DETAILED ACTION
Notice of Pre-AIA or AIA Status
The present application, filed on or after March 16, 2013, is being examined under the first inventor to file provisions of the AIA .
Continued Examination Under 37 CFR 1.114
A request for continued examination under 37 CFR 1.114, including the fee set forth in 37 CFR 1.17(e), was filed in this application after final rejection. Since this application is eligible for continued examination under 37 CFR 1.114, and the fee set forth in 37 CFR 1.17(e) has been timely paid, the finality of the previous Office action has been withdrawn pursuant to 37 CFR 1.114. Applicant's submission filed on 1/20/2026 has been entered.
Claim Status
This Office action is responsive to amendments and remarks filed on 1/20/2026.
Claims 1, and 3 have been amended.
Claim 2 has been cancelled.
Claims 1 and 3-20 are currently pending of which 17-19 are withdrawn from further consideration.
Response to Amendment
Despite the amendment the objection to Figure 8 is maintained.
Despite the amendment the rejection to claim 3 under §112(b) is maintained.

DATA LISTING ->
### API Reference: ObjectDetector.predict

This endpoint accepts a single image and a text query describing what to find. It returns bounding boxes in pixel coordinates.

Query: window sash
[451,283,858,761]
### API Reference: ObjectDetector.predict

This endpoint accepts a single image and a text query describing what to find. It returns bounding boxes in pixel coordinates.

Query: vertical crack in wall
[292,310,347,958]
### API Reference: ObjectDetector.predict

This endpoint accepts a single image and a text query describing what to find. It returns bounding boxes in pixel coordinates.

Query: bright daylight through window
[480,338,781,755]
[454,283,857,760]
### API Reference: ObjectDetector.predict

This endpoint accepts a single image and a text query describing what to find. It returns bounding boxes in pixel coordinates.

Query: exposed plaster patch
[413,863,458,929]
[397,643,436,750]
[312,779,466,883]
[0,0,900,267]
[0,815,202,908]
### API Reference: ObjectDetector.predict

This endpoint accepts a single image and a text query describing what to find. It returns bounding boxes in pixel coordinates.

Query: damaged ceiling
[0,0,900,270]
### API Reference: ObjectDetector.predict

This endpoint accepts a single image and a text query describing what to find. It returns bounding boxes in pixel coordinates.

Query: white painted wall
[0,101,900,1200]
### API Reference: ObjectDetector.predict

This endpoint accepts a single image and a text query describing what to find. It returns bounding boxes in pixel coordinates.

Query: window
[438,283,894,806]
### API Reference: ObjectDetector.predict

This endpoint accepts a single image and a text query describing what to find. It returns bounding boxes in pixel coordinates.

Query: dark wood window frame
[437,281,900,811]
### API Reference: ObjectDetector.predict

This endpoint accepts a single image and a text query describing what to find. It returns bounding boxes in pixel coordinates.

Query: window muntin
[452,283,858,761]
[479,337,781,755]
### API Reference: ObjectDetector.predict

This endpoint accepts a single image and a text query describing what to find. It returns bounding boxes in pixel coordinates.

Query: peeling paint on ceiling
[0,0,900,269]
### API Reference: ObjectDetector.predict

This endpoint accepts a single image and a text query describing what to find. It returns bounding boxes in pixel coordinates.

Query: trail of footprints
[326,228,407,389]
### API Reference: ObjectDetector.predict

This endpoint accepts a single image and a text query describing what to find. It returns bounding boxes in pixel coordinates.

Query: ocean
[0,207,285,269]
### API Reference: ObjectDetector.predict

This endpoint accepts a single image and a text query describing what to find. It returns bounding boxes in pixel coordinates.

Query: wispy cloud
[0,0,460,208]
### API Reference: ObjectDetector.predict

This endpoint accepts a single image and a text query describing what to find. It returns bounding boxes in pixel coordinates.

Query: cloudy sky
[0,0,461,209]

WHAT YOU WILL DO ->
(a) Quote the office action word for word, beginning at the words "DETAILED ACTION" and ending after "filed on 1/20/2026.".
(b) According to the office action, which claim has been cancelled?
The items above come from a source separate from the office action.

FULL SOLUTIONS ->
(a)
DETAILED ACTION
Notice of Pre-AIA or AIA Status
The present application, filed on or after March 16, 2013, is being examined under the first inventor to file provisions of the AIA .
Continued Examination Under 37 CFR 1.114
A request for continued examination under 37 CFR 1.114, including the fee set forth in 37 CFR 1.17(e), was filed in this application after final rejection. Since this application is eligible for continued examination under 37 CFR 1.114, and the fee set forth in 37 CFR 1.17(e) has been timely paid, the finality of the previous Office action has been withdrawn pursuant to 37 CFR 1.114. Applicant's submission filed on 1/20/2026 has been entered.
Claim Status
This Office action is responsive to amendments and remarks filed on 1/20/2026.

(b) Claim 2